ACTIONS TO TAKE:
A - Decide whether each statement agrees with the forum thread on dog begging, answering yes or no and quoting the words of the thread that settle it: (i) Nelly has sometimes been fed from the table; (ii) Nelly is now crated during family meals if she keeps begging; (iii) the writer has experience with treat-based rewards replacing the usual bowl of food.
B - Write what comes next in the forum thread on dog begging, picking up after its final line.

EXTRACTED TEXT:

■ ■ ■ ■ ■

I hate to be the one to throw a spanner in the works here, but Nelly has never ever been fed from the table or counter and begs relentlessly. She knows 'go to bed' but has been resisting lately in her 11 month of teenagerdom :

I put it down to her age as she was very good before. We are now crating during family meals if she is continuing to beg, it can be very annoying, especially with all the training behind us to prevent that behaviour.

I think the best thing to do is start from the beginning and if you experience a little teenage regression go back to basics until they are out of the other end. 

I'm not sure what has caused Nelly's begging, if anything directly at all. She has been trained positively with food rewards and I actually don't think it has anything to do with it. 

I have had no experience with treat based rewarding replacing the traditional bowl of food. Would you be rewarding with what you would give as a meal?


----------



## mswhipple (Mar 7, 2011)

■ ■ ■ ■ ■

STORED ROWS:
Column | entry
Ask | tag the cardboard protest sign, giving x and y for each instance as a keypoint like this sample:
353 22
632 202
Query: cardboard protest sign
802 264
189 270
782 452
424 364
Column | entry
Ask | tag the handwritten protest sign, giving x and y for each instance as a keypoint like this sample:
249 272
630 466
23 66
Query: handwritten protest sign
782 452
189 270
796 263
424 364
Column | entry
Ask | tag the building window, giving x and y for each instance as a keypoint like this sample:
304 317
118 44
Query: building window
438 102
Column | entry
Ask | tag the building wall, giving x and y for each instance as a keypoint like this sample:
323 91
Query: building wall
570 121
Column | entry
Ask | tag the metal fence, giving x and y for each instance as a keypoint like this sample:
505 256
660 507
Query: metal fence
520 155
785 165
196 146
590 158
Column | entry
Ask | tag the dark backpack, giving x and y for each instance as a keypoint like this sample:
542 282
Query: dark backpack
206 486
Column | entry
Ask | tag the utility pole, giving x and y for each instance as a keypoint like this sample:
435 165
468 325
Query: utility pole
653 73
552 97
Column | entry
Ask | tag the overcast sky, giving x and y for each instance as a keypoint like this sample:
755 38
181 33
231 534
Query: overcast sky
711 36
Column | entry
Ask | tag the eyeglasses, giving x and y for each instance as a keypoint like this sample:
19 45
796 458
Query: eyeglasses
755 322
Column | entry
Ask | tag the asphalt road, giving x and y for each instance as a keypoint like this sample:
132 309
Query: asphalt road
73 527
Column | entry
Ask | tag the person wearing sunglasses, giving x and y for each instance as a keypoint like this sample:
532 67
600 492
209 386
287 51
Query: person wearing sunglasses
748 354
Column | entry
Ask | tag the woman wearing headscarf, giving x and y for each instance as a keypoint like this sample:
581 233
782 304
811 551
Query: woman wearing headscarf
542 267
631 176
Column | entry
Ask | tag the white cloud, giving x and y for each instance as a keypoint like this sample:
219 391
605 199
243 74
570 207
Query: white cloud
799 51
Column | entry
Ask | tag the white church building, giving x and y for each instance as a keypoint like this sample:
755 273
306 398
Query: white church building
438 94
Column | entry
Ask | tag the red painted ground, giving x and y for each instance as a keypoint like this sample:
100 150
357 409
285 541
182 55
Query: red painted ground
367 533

■ ■ ■ ■ ■

SOLVED TASKS:
A -
(i) No: "Nelly has never ever been fed from the table or counter"
(ii) Yes: "We are now crating during family meals if she is continuing to beg"
(iii) No: "I have had no experience with treat based rewarding replacing the traditional bowl of food"

B -
I think the main difference is this:

Nelly @ 11 months old
Willie @ almost 7 years

Nelly will understand soon enough, but she is still a puppy.   

Sometimes I give Willie special treats not as any kind of reward, but just because I love him. He always seems so grateful, regardless of the circumstances.


----------



## Ksana (Mar 30, 2013)

Marcus is now nine months old and he expects his bowl of food to be still served to him twice a day (even he will 'earn' his food during the day). We serve food keeping in mind he will have lots of rewards (most of his daily norm) being fed to him during his training. He loves to be able to earn his food (yes, we clicker train). We don't crate Marcus during the family meals and he does not beg (he might ask to play with him though if we look at him). Although we prepare his food on the kitchen countertop/ kitchen table, we click trained him to (as soon as he sees us working with his food bowl) politely seat and wait. He will then continue sitting there until after we give him a command to eat.


----------



## Darcy1311 (May 27, 2012)

Darcy gets occasional treats, but I remember taking her to a gundog trainer who never gave food rewards, saying a mother dog cannot reward her pup with treats, but shows affection as a reward instead...
I think that makes sense......of course this is only my opinion. ???  ;D


----------



## Ksana (Mar 30, 2013)

Darcy1311 said:


> Darcy gets occasional treats, but I remember taking her to a gundog trainer who never gave food rewards, saying a mother dog cannot reward her pup with treats, but shows affection as a reward instead...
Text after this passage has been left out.